━━━━━ Supplied records

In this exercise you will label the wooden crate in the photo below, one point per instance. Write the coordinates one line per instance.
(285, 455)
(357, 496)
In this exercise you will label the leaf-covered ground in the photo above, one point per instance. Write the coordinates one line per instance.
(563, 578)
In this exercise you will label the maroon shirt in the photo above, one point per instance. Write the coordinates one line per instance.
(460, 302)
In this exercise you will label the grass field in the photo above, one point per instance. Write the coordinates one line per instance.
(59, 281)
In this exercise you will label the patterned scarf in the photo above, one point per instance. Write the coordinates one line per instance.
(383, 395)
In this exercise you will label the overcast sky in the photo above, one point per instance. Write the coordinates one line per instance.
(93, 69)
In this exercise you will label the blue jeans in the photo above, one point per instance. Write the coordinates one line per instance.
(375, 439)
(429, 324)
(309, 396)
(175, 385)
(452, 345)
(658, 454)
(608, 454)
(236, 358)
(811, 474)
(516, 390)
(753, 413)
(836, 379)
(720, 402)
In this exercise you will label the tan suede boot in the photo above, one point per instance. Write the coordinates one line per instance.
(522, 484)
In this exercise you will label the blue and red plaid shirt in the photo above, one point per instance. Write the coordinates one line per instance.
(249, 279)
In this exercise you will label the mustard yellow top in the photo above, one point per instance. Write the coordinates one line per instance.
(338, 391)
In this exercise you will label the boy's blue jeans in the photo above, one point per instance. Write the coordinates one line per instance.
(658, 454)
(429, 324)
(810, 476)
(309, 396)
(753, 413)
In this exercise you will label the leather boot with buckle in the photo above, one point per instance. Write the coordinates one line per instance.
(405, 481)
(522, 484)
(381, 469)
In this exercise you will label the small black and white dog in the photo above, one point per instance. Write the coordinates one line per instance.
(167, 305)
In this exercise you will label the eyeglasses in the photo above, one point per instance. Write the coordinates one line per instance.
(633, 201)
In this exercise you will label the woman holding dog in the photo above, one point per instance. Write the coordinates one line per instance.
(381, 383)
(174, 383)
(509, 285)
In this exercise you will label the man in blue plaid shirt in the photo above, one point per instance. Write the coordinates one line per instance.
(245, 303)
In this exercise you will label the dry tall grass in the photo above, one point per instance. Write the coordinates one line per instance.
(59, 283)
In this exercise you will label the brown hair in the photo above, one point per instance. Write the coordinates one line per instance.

━━━━━━━━━━

Written exercise →
Put each line of the listing above into a numbered list, skipping any blank lines.

Written answer →
1. In this exercise you will label the wooden crate in the photo below, one point per instance. Write the coordinates one line per instance.
2. (285, 455)
3. (357, 496)
4. In this exercise you will label the leaf-covered ground in the photo above, one point per instance. Write the coordinates one line per instance.
5. (563, 578)
6. In this exercise you will label the maroon shirt in the photo above, one point per instance. Write the coordinates one line per instance.
7. (460, 302)
8. In this exercise you will label the grass field in the photo above, one point per instance. Write the coordinates one line per instance.
9. (59, 281)
10. In this exercise you will label the patterned scarf in the photo above, one point per instance. Write the coordinates one line per instance.
11. (383, 395)
12. In this exercise you will label the overcast sky in the photo above, one point per instance. Write the coordinates one line per instance.
13. (93, 69)
14. In this exercise you will label the blue jeans in the photo above, one point per instance. Write the coordinates one line per instance.
15. (375, 439)
16. (429, 324)
17. (309, 396)
18. (175, 385)
19. (452, 345)
20. (658, 454)
21. (608, 454)
22. (236, 358)
23. (811, 474)
24. (516, 390)
25. (753, 413)
26. (836, 379)
27. (720, 402)
28. In this exercise you will label the tan suede boot in the photo above, one point per instance. Write the coordinates one line per instance.
29. (522, 484)
30. In this exercise you will label the blue and red plaid shirt in the photo above, one point per instance. Write the coordinates one line per instance.
31. (249, 279)
32. In this exercise you will label the mustard yellow top in the photo above, one point per instance. Write the coordinates one line per instance.
33. (338, 391)
34. In this exercise you will label the boy's blue jeans in the photo above, one point per instance. Write the coordinates one line per instance.
35. (658, 454)
36. (429, 324)
37. (810, 476)
38. (309, 396)
39. (753, 413)
40. In this exercise you will label the leather boot with buckle in the photo above, one point per instance. Write the coordinates one line per instance.
41. (405, 481)
42. (522, 484)
43. (381, 469)
44. In this exercise you will label the small black and white dog in the photo above, one point per instance. Write the coordinates one line per instance.
45. (167, 305)
46. In this exercise you will label the eyeglasses in the photo above, one point per instance. Write the coordinates one line per instance.
47. (633, 201)
48. In this exercise you will label the woman holding dog in the photo above, one point per instance. Write the coordinates one line per instance.
49. (381, 383)
50. (174, 383)
51. (509, 285)
52. In this exercise you will label the man in blue plaid shirt in the photo above, one point per instance. Write the coordinates one line per instance.
53. (245, 303)
54. In this exercise you will label the dry tall grass in the photo above, one point per instance. Write the coordinates one line per instance.
55. (59, 283)
56. In this exercise you will label the brown hair in the photo above, one point per instance. Write the coordinates one line per instance.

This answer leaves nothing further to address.